#### Directive
Retype every one of the items below verbatim, preserving each line and its original order.

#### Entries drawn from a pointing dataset

◇ ◇ ◇ ◇ ◇

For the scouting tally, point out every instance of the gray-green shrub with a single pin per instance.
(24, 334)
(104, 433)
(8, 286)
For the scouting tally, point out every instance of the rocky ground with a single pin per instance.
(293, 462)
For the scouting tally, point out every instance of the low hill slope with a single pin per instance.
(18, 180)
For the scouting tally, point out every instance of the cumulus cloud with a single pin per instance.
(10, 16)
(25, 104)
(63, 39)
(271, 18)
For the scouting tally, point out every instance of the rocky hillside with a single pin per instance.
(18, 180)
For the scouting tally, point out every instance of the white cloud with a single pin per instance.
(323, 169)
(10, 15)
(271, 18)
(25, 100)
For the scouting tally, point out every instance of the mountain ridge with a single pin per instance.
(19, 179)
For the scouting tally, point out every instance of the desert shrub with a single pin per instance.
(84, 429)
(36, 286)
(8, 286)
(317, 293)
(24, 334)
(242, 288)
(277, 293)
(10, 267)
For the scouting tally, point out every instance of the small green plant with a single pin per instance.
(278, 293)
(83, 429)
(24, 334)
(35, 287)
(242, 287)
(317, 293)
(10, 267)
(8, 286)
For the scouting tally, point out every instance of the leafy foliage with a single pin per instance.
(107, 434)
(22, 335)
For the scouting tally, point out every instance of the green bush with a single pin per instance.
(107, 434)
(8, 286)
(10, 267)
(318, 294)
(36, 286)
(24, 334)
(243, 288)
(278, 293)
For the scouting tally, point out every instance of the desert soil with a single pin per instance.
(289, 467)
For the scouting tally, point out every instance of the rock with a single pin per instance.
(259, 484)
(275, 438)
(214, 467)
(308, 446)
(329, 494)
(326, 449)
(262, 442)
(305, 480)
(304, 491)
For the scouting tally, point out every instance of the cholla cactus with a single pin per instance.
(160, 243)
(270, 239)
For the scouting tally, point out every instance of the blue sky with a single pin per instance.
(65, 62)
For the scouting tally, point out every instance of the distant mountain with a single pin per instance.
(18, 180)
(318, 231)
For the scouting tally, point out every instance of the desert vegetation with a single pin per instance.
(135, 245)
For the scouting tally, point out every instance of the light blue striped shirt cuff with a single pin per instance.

◇ ◇ ◇ ◇ ◇

#### Task response
For the scouting tally, point out every instance of the gray-green shrub with a single pin per instance.
(24, 334)
(104, 433)
(8, 286)
For the scouting tally, point out every instance of the rocky ground with a single pin per instance.
(293, 462)
For the scouting tally, point out every instance of the low hill slope with a single pin per instance.
(18, 180)
For the scouting tally, point out every instance of the cumulus cloud with a single pin per instance.
(10, 16)
(25, 104)
(63, 39)
(271, 18)
For the scouting tally, point out every instance of the rocky hillside with a single pin per instance.
(18, 180)
For the scouting tally, point out every instance of the white cloud with a single pin per instance.
(323, 169)
(10, 15)
(271, 18)
(25, 100)
For the scouting tally, point out every instance of the mountain ridge with a single pin per instance.
(19, 179)
For the scouting tally, point out every instance of the desert shrub with a single pin per instance.
(84, 429)
(36, 286)
(8, 286)
(317, 293)
(24, 334)
(242, 288)
(277, 293)
(10, 267)
For the scouting tally, point out every instance of the small green plant with a single pin per instance.
(278, 293)
(83, 429)
(24, 334)
(35, 287)
(242, 287)
(317, 293)
(10, 267)
(8, 286)
For the scouting tally, point out every instance of the leafy foliage with a single pin per instance.
(107, 434)
(22, 335)
For the scouting tally, point out every instance of the green bush with a single pin per instance.
(107, 434)
(8, 286)
(10, 267)
(318, 294)
(36, 286)
(24, 334)
(243, 288)
(278, 293)
For the scouting tally, point out every instance of the desert soil with a single pin per instance.
(289, 467)
For the scouting tally, point out every instance of the rock with a single pin per instance.
(259, 484)
(275, 438)
(214, 467)
(308, 446)
(329, 494)
(326, 449)
(262, 442)
(305, 480)
(304, 491)
For the scouting tally, point out every instance of the cholla cactus with a single pin per instance.
(160, 243)
(270, 239)
For the scouting tally, point out every instance of the blue sky with a single pin per instance.
(65, 62)
For the scouting tally, point out every instance of the distant mountain with a single pin per instance.
(18, 180)
(318, 231)
For the scouting tally, point out every instance of the desert vegetation with a single pin per instance.
(135, 245)
For the scouting tally, point out every instance of the light blue striped shirt cuff with a single pin per instance.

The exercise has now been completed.